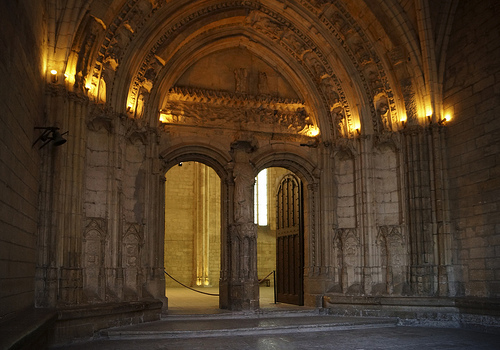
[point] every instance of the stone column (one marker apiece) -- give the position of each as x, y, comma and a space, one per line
243, 284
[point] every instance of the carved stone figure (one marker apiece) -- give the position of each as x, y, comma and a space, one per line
243, 188
263, 86
240, 80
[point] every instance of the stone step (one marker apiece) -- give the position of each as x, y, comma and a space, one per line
197, 327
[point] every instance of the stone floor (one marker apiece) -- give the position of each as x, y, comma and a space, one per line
278, 326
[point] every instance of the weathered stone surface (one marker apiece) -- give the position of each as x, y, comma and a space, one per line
398, 200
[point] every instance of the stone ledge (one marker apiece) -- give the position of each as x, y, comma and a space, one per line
83, 322
471, 313
28, 329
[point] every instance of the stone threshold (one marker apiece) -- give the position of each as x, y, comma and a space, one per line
199, 328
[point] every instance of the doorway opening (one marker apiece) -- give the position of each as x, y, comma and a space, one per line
192, 236
280, 244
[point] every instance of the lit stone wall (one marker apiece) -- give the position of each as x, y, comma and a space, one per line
471, 96
266, 240
21, 59
192, 224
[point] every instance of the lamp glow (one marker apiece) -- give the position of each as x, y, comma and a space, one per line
314, 131
428, 112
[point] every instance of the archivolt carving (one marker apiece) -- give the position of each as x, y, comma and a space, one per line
118, 35
277, 27
331, 14
187, 106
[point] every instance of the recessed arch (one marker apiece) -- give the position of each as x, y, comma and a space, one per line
196, 153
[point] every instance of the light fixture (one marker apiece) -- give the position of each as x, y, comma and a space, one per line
446, 119
53, 72
50, 133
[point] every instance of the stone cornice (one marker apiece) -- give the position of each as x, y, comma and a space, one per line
199, 107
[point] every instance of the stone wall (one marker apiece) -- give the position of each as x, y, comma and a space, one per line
471, 96
266, 235
21, 64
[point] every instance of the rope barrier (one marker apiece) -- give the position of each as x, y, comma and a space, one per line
263, 279
213, 294
194, 290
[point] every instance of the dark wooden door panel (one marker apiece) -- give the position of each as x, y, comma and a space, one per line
290, 242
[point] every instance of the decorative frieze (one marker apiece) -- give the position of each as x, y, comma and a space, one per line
195, 107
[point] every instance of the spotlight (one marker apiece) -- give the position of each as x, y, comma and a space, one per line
50, 133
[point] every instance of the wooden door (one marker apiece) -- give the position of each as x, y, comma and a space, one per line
289, 242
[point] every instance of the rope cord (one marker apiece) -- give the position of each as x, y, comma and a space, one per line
262, 280
194, 290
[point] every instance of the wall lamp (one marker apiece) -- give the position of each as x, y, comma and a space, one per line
50, 134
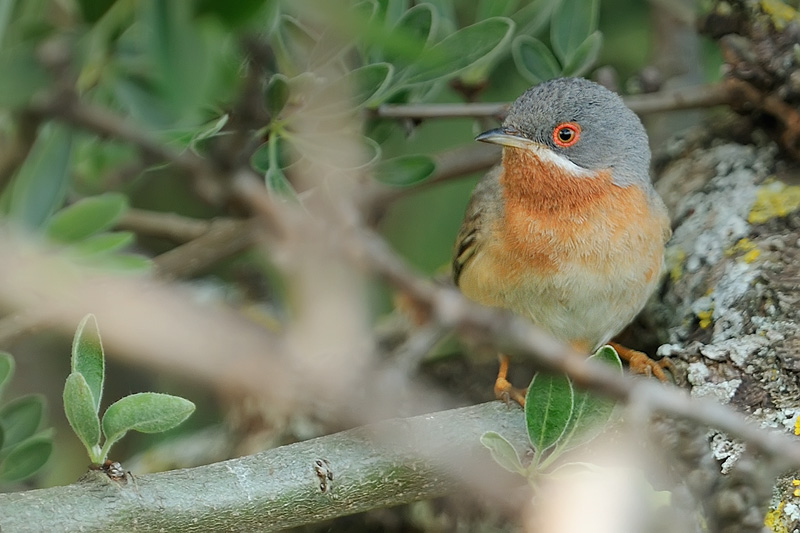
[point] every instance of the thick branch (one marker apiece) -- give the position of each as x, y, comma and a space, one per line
282, 487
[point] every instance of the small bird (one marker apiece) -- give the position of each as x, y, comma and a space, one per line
568, 230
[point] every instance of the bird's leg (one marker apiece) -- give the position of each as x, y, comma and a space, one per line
640, 363
503, 389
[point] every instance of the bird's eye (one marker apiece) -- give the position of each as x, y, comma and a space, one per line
566, 134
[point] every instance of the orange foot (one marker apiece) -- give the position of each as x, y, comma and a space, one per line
503, 389
640, 363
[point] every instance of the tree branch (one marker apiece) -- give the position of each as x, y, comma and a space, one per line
379, 465
643, 104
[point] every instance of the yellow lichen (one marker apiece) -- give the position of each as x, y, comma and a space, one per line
675, 258
775, 199
705, 318
780, 13
774, 520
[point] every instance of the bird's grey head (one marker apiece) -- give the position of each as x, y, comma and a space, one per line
605, 135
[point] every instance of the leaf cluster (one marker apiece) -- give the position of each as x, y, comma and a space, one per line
147, 412
24, 446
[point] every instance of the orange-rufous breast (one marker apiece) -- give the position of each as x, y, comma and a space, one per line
579, 255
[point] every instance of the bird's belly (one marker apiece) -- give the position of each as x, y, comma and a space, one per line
582, 293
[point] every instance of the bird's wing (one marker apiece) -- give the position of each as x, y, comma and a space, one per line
483, 209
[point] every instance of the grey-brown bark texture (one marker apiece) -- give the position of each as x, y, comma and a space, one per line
729, 305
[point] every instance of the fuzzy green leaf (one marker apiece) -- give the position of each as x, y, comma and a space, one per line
88, 358
40, 185
591, 412
21, 418
573, 21
585, 56
534, 60
459, 50
81, 411
548, 409
405, 170
503, 452
26, 458
6, 369
147, 412
86, 217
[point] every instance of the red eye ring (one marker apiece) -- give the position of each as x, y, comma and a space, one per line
566, 134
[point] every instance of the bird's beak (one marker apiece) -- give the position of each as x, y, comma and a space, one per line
505, 137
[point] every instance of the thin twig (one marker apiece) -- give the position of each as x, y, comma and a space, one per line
669, 100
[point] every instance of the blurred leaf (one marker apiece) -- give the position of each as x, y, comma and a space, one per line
591, 412
6, 369
392, 10
461, 49
21, 75
534, 60
121, 263
293, 45
405, 170
233, 14
104, 243
93, 10
88, 358
81, 412
175, 39
147, 412
278, 185
495, 8
41, 183
585, 56
573, 21
503, 452
86, 217
534, 16
418, 24
277, 94
548, 409
21, 418
26, 458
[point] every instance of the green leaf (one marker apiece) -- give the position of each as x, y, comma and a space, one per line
86, 217
41, 184
6, 369
495, 8
278, 185
27, 458
104, 243
459, 50
81, 412
21, 418
122, 263
405, 170
503, 452
147, 412
88, 358
534, 60
21, 75
93, 10
276, 94
591, 412
573, 21
548, 409
585, 56
534, 16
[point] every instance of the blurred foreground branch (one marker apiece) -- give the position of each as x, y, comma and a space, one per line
380, 465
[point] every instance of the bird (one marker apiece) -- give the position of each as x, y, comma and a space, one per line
568, 230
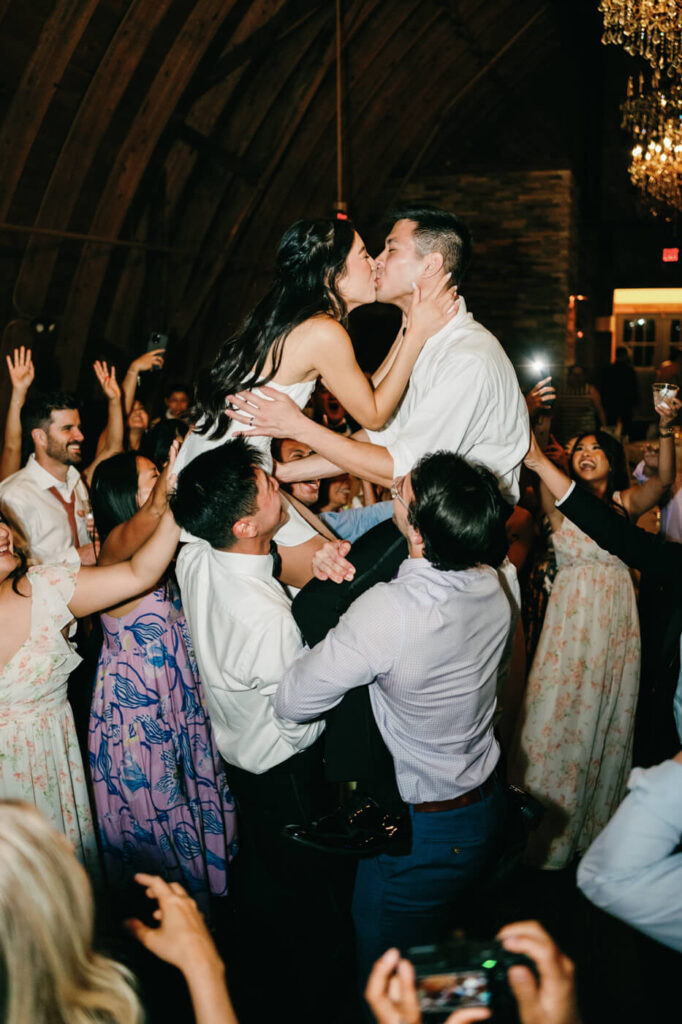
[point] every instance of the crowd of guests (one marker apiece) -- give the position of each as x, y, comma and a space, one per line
410, 588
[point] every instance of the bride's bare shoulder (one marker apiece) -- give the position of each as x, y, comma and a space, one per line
318, 327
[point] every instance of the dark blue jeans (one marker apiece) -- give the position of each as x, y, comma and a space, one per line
410, 900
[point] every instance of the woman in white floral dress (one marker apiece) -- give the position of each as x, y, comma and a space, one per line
40, 761
572, 748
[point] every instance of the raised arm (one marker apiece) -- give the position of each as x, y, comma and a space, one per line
22, 373
182, 939
275, 415
387, 363
103, 586
610, 530
111, 439
598, 408
632, 869
639, 500
143, 363
331, 354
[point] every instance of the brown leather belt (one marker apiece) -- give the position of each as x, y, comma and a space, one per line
472, 797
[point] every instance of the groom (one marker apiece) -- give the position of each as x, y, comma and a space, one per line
463, 396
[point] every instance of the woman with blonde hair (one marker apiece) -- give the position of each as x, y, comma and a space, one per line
49, 973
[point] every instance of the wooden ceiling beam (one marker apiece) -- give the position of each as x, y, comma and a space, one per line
282, 23
467, 87
58, 39
212, 150
248, 124
87, 130
354, 18
170, 82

********************

What to work on ▸ Copy out the listing above in full and keep the pictures out.

Your solution ▸
[point] every instance of the stone column (one marker apiece) -- give the position of each as x, y, comma and a space, one per line
243, 284
[point] every instance of the carved stone figure (one marker apiece) -- give the position of each as x, y, comma and a space, one per line
243, 188
263, 86
240, 80
[point] every instance of the stone step (one marker apiece) -- give the position of each as x, y, comma and a space, one per line
197, 327
[point] every instance of the stone floor (one marker apiece) -- give the position of each as x, y, comma and a space, one per line
278, 326
[point] every instance of the weathered stone surface (one marker apiece) -- give the position of each as x, y, comma and a space, one per line
398, 200
[point] every instance of the stone ledge (one marker apiece) -- give the position of each as x, y, comma and a space, one per line
83, 322
471, 313
28, 329
[point] every instance of the stone threshold (one marker apiece) -- give the position of each as x, y, comma and a space, one per line
199, 328
[point] every instance of the doorway opening (one marker apiece) -- give the position of each as x, y, comma and a space, one per line
192, 236
280, 244
[point] every instance of the lit stone wall (one marker apiece) -- give the position of each as x, y, comma and a space, one per line
471, 96
266, 240
21, 59
192, 224
[point] every instance of the lamp glow (one marker apiece) -- give the position of each as x, y, comma and a space, one per line
314, 131
428, 112
[point] every instance of the archivolt carving (one marker apiece) -- give the position of each as x, y, comma and a space, one per line
118, 35
277, 27
331, 14
187, 106
[point] every instance of the recessed arch (one marker apiece) -- give the position of each as x, y, comma and a space, one per line
196, 153
[point] every instance of the light fixture (one marker apiece) -- give the position of each as x, y, comma and a space, one per line
446, 119
53, 72
50, 133
[point] every instance of the stone cornice (one marker apiece) -- give the position of each as x, y, comma and a space, one per line
199, 107
[point] every instance of the stone wall (one marker apiece) -- give the position of each as x, y, comma and a space, one per line
471, 96
266, 235
21, 64
[point] every instance of the rope barrier (one marker apiece) -- give the position of each as x, y, comma and a space, one per line
263, 279
213, 294
194, 290
[point] every instance of the dark wooden door panel (one marker apiece) -- give the position of each as x, y, comma and a space, one per line
290, 242
[point] every instance of the decorative frieze (one marker apiece) -- give the position of each as x, y, comma and a space, one per line
195, 107
[point] every instance of the spotlight (one marker apiece) -- give the position of each as x, y, comma and a space, one per line
50, 133
[point] every instance of the wooden door (one marker apiece) -- give the position of each as x, y, comma and a space, one per line
289, 242
[point] every instance of the rope cord (one marker apiece) -- give the position of each as x, y, comma and a space, one per line
262, 280
194, 290
[point] every instance of the wall lamp (one marker apiece) -- give the position of each as x, y, comma and a space, one per line
50, 134
[point] every instance of the thick branch (one marker apiece) -- give the position of each as x, y, comma and a space, one per line
282, 487
[point] every instance of the small bird (one marker apiece) -- give the position of each as x, y, comma and a space, one per line
568, 230
[point] every instance of the bird's leg (one marker apiece) -- give the position of each as x, y, comma and a space, one per line
640, 363
503, 389
[point] every instance of the bird's eye (one marker apiece) -- give the position of each as x, y, comma and a space, one per line
566, 134
[point] every instance of the orange foot (one marker apiece) -- give the position of each as x, y, comma and a space, one per line
503, 389
640, 363
[point] every instance of the tree branch (one marker apiece) -- give the position of each as x, y, comma and a space, one per line
379, 465
643, 104
[point] every instance of the yellow lichen (one marker apiece) -- give the position of each as x, y, comma and a space, one per line
675, 258
775, 199
705, 318
780, 13
774, 520
[point] every instance of the bird's grey head (one marker apiece) -- give the position of each as x, y, comma and a space, one per line
605, 135
[point] every instance of the leaf cluster (one marker apiece) -- give the position of each as x, y, comma and a space, one per line
147, 412
24, 446
[point] every instance of the orange-rufous breast (one marker apiece) -- give the position of each as x, y, comma and a space, one per line
579, 255
[point] every instance of the bird's belly (one marker apiece) -- give the position of each as x, y, comma and a space, one per line
582, 293
[point] every instance of the bird's wing (one marker apiece) -- give the position of each as x, y, comma and a space, one per line
483, 209
[point] every instance of the grey-brown bark texture (one marker apiece) -- give the position of each as x, y, comma and a space, one per line
729, 305
[point] every instance of the fuzzy green leaf (one marker apiece) -- give the position of each as x, y, comma and a space, one per line
88, 358
40, 185
591, 412
21, 418
573, 21
585, 56
534, 60
459, 50
81, 411
548, 409
405, 170
503, 452
26, 458
6, 369
147, 412
86, 217
[point] every instance of the red eye ring (one marker apiece) -- give the position of each as x, y, comma and a space, one per line
566, 134
[point] every instance of the bird's beak (one marker apiece) -- give the position of each as x, y, comma and a space, one per line
505, 137
[point] every instance of the thin twig (one marker apiece) -- give the position of each as x, y, comma and a space, one per line
669, 100
[point] every instance of the blurred leaf (one marker apiece) -- give the position of each as x, y, comma and a space, one per line
591, 412
6, 369
392, 10
461, 49
21, 75
534, 60
121, 263
293, 45
405, 170
233, 14
104, 243
93, 10
88, 358
81, 412
175, 39
147, 412
278, 185
495, 8
41, 183
585, 56
573, 21
503, 452
86, 217
534, 16
418, 24
277, 94
548, 409
21, 418
26, 458
[point] every instance of the green leaf (one marker apiece) -- give the position of each as x, y, comma and a space, one per line
86, 217
41, 184
6, 369
495, 8
278, 185
27, 458
104, 243
459, 50
81, 412
21, 418
122, 263
405, 170
503, 452
147, 412
88, 358
534, 60
21, 75
93, 10
276, 94
591, 412
573, 21
548, 409
585, 56
534, 16
[point] every instance of the blurred foreground branch (one marker apiece) -- give the position of each as x, y, comma and a space, one per line
380, 465
[point] every instance of the bird (one marker apiece) -- give the position of each as x, y, comma and a space, one per line
568, 230
[point] every instance of the crowd of guests (one marker apiece) -- give the position of each as x, y, comma and a space, one per line
410, 588
[point] every instance of the bride's bare shoulder (one marker apiece) -- give the position of each as x, y, comma and a space, one per line
318, 327
[point] every instance of the dark blue jeans (one marker apiece) -- give the position of each as x, y, comma and a space, one per line
410, 900
[point] every instance of the woman in white floral dress (one marker apiece) -- give the position of each as x, y, comma and a space, one per line
40, 761
572, 748
[point] every instance of the raised arm (one marker apiece) -- give the position of each as x, y, comma and a space, one per line
22, 373
182, 939
275, 415
387, 363
103, 586
610, 530
111, 439
598, 408
632, 869
639, 500
143, 363
331, 354
[point] every instance of the brown leather belt (one marker apiece) -- give the position of each as x, y, comma and a space, one per line
472, 797
[point] every instance of the groom (one marker apiece) -- give the position of each as x, y, comma and a space, one per line
463, 396
[point] every instance of the woman with blonde hair (one marker apiece) -- give the position of each as x, y, comma and a space, one per line
49, 973
[point] every instance of the wooden ceiling beam (one marker apiece) -- give the position of each as x, y, comma and a space, one per line
282, 23
467, 87
58, 39
212, 150
248, 124
87, 130
354, 18
170, 82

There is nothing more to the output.